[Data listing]
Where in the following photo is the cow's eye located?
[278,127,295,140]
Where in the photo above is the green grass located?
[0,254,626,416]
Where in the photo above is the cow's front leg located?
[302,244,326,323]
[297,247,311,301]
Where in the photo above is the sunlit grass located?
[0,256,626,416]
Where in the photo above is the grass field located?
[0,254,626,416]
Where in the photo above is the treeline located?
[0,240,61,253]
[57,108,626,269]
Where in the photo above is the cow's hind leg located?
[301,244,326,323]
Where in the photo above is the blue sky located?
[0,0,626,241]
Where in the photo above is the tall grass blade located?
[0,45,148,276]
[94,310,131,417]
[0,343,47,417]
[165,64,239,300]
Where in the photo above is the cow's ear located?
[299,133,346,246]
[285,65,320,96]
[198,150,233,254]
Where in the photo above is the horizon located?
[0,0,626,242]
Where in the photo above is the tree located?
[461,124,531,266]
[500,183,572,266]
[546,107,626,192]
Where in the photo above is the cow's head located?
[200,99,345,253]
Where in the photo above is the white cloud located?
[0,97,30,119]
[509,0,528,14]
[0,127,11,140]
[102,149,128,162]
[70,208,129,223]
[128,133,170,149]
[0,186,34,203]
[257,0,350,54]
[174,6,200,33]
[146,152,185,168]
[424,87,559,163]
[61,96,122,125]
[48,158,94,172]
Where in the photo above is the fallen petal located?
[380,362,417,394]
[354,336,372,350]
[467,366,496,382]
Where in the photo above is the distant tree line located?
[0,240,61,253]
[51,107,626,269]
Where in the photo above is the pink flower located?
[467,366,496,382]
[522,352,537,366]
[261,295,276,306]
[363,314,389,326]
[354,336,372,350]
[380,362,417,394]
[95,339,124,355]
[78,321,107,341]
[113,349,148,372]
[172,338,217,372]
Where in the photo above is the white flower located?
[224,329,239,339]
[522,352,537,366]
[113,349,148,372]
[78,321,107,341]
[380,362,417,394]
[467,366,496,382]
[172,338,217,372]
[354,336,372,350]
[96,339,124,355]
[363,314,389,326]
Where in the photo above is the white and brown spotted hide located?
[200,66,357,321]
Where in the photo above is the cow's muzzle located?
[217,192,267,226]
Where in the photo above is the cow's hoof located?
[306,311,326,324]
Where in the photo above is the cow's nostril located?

Required work:
Copy out all of the data above, line for line, with no changes.

Exercise answer:
Where in the following photo is the cow's eye located?
[278,127,295,140]
Where in the photo above is the green grass located?
[0,254,626,416]
Where in the photo above is the cow's front leg located?
[302,244,326,323]
[297,247,311,301]
Where in the photo above is the sunlit grass located?
[0,256,626,416]
Where in the photo above is the grass field located?
[0,254,626,416]
Where in the photo above is the treeline located?
[0,240,61,253]
[57,108,626,269]
Where in the photo above is the cow's hind leg located?
[301,244,326,323]
Where in the photo above is the blue sky located?
[0,0,626,241]
Where in the photo above is the tall grass blade located?
[0,45,148,276]
[94,310,131,417]
[0,343,47,417]
[165,64,239,300]
Where in the photo above is the cow's ear located?
[299,133,346,246]
[285,65,320,96]
[198,150,233,254]
Where in the photo above is the horizon located?
[0,0,626,242]
Where in the photo above is the tree located?
[461,124,531,266]
[500,183,572,266]
[546,107,626,192]
Where in the photo above is the cow's head located?
[200,99,345,253]
Where in the photo above is the white cloud located?
[0,97,30,119]
[509,0,528,14]
[0,127,11,140]
[102,149,128,162]
[70,208,129,223]
[128,133,170,149]
[0,186,34,203]
[257,0,350,54]
[174,6,200,33]
[146,152,185,168]
[424,87,559,163]
[61,96,122,125]
[48,158,94,172]
Where in the photo above is the fallen petal located?
[380,362,417,394]
[354,336,372,350]
[467,366,496,382]
Where in the photo above is the distant tree line located?
[0,240,61,253]
[51,107,626,269]
Where in the photo above is the pink flower located?
[467,366,496,382]
[522,352,537,366]
[261,295,276,306]
[363,314,389,326]
[354,336,372,350]
[380,362,417,394]
[95,339,124,355]
[78,321,107,341]
[113,349,148,372]
[172,338,217,372]
Where in the photo above is the white flower located?
[224,329,239,339]
[522,352,537,366]
[113,349,148,372]
[78,321,107,341]
[380,362,417,394]
[467,366,496,382]
[172,338,217,372]
[354,336,372,350]
[96,339,124,355]
[363,314,389,326]
Where in the photo above is the white and brown spotted hide located?
[200,66,357,321]
Where in the photo above is the cow's muzzle located?
[217,192,267,226]
Where in the photo above is the cow's hoof located?
[306,311,326,324]
Where in the photo above is the cow's nostril located?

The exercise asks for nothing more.